> Set task 1
Transcribe the review excerpts about Playing House in the American West in full, reproducing every word and mark as it appears.

> Selected passage
· · · · · · ·
“Playing House in the American West is an impressive book. Its chronological scope is large, as is its range of writers and genres. It articulately and imaginatively shows the wide variety of ways women writers and women’s writings have been able to move past what might have been the stifl ing drudgery of housework into affirming, creative, agency- producing acts of playing house.”
—Western American Literature
“Cathryn Halverson’s major contribution to American literary studies in Playing House in the American West is to map an alternative trajectory in women’s writing about the West, and this alternative is all the more appealing because it largely ignores, and acknowledges its displacement of, the confining and oversimplifying narratives that reduce much of western American literature to the political unconscious of American imperialism…. The strength of Halverson’s book is in its acknowledgment of these moments when self- fashioning and “playing house” are undone by imperial power and social hierarchies, all the while focusing on how, despite these “grim realities,” women’s writing about the West so frequently strives to offer “more palatable versions of their lives” (175).”
· · · · · · ·
> Set task 2
Extract each line of the entries that contains the string "tree", treating uppercase and lowercase as different.

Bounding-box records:
· · · · · · ·
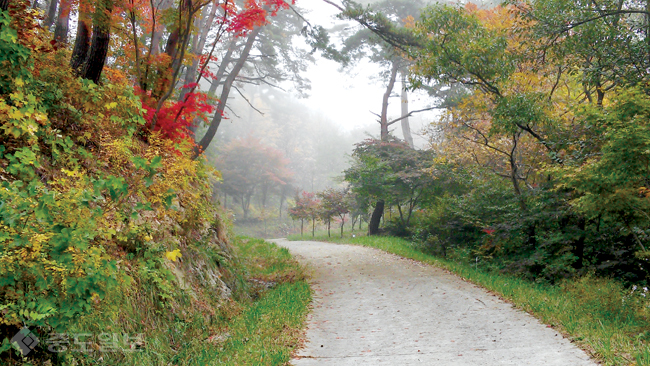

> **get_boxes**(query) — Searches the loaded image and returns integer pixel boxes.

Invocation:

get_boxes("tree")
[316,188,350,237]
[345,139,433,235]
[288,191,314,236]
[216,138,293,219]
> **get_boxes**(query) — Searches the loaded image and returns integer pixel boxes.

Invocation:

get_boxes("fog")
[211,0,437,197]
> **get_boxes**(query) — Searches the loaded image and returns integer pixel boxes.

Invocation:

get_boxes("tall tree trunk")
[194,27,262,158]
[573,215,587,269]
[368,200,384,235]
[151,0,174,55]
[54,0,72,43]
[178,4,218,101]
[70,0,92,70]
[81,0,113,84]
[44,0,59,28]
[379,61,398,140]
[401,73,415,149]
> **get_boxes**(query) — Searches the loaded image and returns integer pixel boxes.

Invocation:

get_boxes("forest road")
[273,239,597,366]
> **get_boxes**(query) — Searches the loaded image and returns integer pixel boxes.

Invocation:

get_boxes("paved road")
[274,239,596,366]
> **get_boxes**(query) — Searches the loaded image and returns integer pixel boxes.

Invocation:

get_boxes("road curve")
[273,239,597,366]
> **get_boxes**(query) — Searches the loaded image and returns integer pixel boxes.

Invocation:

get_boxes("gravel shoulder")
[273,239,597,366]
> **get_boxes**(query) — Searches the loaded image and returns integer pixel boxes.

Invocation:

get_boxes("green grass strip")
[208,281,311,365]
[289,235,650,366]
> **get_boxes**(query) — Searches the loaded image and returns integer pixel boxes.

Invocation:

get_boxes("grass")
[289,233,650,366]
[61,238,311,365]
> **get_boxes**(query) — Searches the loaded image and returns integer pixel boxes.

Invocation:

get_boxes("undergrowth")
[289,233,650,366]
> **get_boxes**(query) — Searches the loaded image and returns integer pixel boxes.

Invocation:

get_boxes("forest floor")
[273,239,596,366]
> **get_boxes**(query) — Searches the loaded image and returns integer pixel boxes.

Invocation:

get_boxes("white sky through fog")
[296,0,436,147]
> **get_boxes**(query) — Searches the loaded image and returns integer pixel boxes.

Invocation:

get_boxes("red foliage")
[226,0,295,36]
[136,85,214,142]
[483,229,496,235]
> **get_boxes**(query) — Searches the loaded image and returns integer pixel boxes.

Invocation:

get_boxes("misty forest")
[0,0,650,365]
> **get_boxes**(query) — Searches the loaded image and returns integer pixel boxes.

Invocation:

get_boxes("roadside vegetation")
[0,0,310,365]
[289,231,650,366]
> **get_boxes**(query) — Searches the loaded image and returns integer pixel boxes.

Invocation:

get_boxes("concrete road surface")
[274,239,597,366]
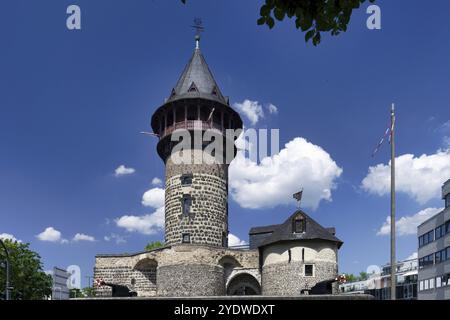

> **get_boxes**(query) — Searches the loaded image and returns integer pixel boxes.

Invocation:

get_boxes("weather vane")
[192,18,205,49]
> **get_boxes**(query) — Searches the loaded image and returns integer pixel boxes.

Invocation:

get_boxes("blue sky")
· · · · · · ·
> Written response 1
“Playing House in the American West is an impressive book. Its chronological scope is large, as is its range of writers and genres. It articulately and imaginatively shows the wide variety of ways women writers and women’s writings have been able to move past what might have been the stifl ing drudgery of housework into affirming, creative, agency- producing acts of playing house.”
—Western American Literature
“Cathryn Halverson’s major contribution to American literary studies in Playing House in the American West is to map an alternative trajectory in women’s writing about the West, and this alternative is all the more appealing because it largely ignores, and acknowledges its displacement of, the confining and oversimplifying narratives that reduce much of western American literature to the political unconscious of American imperialism…. The strength of Halverson’s book is in its acknowledgment of these moments when self- fashioning and “playing house” are undone by imperial power and social hierarchies, all the while focusing on how, despite these “grim realities,” women’s writing about the West so frequently strives to offer “more palatable versions of their lives” (175).”

> Written response 2
get_boxes("tree")
get_boxes("tall tree trunk")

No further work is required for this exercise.